January 29, 2014 at 9:11 am
If I want to populate a ReasonForChange column in a dimension table for Type 2 changes, is it best practice to populate that column in the new row (the one with an EndDate of 9999-12-31 and IsCurrent = 'Y') or the old row (with EndDate = the date the attribute changed and IsCurrent = 'N')?
Or both perhaps?
I'm fine with writing the code to identify the ReasonForChange, just not sure where to write the value.
Thanks
Lempster
February 26, 2014 at 1:03 pm
I'm by no means an expert of any kind on data warehousing so take this as my opinion.
I would put it in the expired record since the change is the reason why the record expired. The current record has no reason for change since it hasn't changed.
February 26, 2014 at 1:32 pm
It depends.....mostly on the level of tracking data that you want to keep. If you are storing something minor, then it is probably not an issue to keep it in the table. Just make sure you document and stay consistent on which record has the change info. Normally, I would put it in the new record and try not to touch the old record.
We have systems where they want to search for which column changed, so we have a second table to store the changed data in column/value format. It may seem redundant, but it makes the searches run fast.
I have seen approaches where the keep the change data in XML format. Any design that would use blob data should use a separate table.
February 26, 2014 at 9:33 pm
Lempster (1/29/2014)
If I want to populate a ReasonForChange column in a dimension table for Type 2 changes, is it best practice to populate that column in the new row (the one with an EndDate of 9999-12-31 and IsCurrent = 'Y') or the old row (with EndDate = the date the attribute changed and IsCurrent = 'N')?Or both perhaps?

Directions:
[1] Reproduce word for word the part of the thread on the ReasonForChange column that runs from "We have systems" down to "searches run fast.".
[2] In the thread on the ReasonForChange column, which record does the reply beginning "It depends" say it would normally put the value in?

(Photo object pointing records)
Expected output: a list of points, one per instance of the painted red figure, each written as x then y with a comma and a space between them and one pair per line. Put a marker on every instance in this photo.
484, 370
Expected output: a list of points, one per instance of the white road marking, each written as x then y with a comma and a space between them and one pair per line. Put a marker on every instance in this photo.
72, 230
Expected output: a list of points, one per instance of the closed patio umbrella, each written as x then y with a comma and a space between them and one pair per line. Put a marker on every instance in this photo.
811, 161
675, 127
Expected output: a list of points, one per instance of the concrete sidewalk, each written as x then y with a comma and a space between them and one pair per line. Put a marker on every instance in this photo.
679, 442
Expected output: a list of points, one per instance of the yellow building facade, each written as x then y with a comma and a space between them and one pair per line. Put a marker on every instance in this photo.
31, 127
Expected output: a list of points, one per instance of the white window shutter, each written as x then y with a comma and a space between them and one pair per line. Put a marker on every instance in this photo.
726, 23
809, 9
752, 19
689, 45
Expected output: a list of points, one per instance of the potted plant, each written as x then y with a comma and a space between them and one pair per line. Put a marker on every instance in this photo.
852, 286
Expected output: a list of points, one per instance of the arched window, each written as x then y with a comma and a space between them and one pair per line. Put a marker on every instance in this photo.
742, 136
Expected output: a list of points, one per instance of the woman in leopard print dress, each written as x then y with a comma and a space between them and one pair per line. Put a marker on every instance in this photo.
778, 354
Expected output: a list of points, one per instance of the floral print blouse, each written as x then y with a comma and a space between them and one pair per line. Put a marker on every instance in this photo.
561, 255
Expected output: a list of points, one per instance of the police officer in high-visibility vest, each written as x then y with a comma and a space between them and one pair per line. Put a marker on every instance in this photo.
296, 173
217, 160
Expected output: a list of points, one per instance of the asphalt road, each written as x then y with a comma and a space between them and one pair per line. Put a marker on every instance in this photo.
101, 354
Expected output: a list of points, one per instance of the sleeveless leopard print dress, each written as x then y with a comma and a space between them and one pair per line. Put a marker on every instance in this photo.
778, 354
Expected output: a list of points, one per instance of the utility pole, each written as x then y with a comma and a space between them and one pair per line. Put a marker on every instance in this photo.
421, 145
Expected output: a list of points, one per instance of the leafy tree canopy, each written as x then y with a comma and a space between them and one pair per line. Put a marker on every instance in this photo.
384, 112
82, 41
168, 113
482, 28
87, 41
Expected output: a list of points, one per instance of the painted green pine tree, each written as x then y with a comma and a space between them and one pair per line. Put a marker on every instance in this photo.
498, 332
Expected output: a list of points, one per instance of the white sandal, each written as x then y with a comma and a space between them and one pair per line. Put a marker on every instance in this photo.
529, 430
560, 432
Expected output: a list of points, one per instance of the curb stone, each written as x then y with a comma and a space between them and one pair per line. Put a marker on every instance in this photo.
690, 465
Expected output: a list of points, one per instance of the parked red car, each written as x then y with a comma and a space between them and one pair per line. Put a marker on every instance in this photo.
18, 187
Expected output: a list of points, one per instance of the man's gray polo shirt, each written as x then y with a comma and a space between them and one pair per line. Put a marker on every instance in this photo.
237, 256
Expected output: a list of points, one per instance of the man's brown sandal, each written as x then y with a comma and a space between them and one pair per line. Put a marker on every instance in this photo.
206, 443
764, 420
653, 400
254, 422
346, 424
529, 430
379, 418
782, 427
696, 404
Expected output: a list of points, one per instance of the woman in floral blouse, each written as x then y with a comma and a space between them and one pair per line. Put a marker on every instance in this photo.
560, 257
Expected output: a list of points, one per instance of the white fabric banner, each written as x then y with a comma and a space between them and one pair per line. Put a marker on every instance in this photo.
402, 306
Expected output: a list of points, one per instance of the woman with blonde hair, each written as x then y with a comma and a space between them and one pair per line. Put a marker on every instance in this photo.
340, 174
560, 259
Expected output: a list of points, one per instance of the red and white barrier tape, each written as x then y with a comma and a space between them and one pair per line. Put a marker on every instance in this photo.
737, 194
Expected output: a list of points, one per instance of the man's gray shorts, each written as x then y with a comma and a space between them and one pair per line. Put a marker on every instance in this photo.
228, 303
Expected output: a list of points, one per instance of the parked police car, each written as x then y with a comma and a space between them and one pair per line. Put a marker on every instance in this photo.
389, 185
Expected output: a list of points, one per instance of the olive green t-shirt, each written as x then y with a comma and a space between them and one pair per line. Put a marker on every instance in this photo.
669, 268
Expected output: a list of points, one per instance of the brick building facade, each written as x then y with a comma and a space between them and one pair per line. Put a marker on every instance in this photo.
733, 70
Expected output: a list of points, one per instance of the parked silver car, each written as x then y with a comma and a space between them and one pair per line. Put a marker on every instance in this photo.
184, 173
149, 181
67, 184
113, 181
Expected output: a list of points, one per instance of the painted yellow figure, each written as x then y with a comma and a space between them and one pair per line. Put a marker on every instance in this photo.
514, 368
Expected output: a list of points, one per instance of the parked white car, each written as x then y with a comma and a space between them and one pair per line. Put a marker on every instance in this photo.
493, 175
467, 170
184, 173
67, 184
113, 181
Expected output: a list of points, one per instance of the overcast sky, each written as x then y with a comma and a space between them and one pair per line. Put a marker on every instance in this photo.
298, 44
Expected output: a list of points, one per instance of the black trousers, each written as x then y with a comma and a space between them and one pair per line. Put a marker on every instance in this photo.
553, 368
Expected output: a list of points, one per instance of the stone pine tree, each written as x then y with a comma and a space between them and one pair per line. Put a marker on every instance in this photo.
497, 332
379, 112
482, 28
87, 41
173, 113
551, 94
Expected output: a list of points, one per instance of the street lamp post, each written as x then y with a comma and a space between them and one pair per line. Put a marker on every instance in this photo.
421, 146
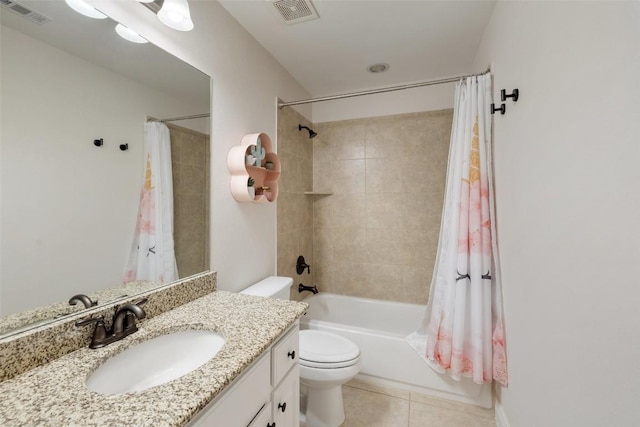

Outputs:
[1]
We have systems where they want to search for which column changed, so we have a second table to store the changed data in column/value format. It may seem redundant, but it makes the searches run fast.

[2] The new record, trying not to touch the old record.